[Excerpts from a dataset]
▬▬▬▬▬▬

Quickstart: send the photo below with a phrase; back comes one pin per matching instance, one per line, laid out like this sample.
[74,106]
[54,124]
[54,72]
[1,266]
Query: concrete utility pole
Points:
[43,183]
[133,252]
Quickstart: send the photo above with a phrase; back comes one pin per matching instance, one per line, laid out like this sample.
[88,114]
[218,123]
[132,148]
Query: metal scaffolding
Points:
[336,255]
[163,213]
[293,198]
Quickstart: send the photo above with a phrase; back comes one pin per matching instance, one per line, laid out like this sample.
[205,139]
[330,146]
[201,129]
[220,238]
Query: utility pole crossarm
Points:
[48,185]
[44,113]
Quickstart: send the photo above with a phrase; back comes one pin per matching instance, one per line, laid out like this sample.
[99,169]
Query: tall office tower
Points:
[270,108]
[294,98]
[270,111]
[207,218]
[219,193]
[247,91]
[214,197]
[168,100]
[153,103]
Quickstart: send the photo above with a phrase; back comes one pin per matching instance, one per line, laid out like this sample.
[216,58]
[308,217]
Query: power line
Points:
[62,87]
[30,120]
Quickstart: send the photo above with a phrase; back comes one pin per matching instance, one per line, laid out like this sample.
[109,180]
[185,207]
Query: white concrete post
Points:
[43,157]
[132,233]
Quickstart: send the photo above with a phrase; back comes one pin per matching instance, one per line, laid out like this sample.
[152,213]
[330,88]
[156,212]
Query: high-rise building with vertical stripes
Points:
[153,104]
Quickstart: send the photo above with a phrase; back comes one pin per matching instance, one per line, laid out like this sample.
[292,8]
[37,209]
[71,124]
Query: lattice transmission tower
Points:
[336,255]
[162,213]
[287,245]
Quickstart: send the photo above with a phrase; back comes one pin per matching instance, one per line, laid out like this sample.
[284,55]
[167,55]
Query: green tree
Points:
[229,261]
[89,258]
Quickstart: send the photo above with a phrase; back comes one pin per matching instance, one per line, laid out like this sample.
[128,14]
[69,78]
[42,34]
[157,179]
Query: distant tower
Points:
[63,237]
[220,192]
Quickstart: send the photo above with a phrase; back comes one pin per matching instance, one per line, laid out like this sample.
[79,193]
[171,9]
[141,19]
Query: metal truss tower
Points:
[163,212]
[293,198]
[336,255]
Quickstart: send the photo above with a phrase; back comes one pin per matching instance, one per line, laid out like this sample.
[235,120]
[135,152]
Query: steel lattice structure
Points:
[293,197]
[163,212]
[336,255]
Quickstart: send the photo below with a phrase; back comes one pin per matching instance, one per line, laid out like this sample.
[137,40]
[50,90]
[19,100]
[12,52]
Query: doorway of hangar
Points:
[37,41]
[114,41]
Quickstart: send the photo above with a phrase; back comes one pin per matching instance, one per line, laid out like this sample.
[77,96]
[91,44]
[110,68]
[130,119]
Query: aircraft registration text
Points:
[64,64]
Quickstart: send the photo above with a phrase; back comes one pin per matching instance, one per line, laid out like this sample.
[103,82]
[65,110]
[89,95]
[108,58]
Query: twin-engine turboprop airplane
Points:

▬▬▬▬▬▬

▶ [Brief] Give back, word for word, the lines of the records that run from the one holding "Query: aircraft registration text" to the very last.

▶ [The answer]
Query: aircraft registration text
Points:
[64,64]
Quickstart: send the photo above with a phrase; back comes one pin per matching instance, one per line, laid out like this sample.
[103,82]
[65,110]
[89,95]
[108,58]
Query: twin-engine turboprop airplane
Points:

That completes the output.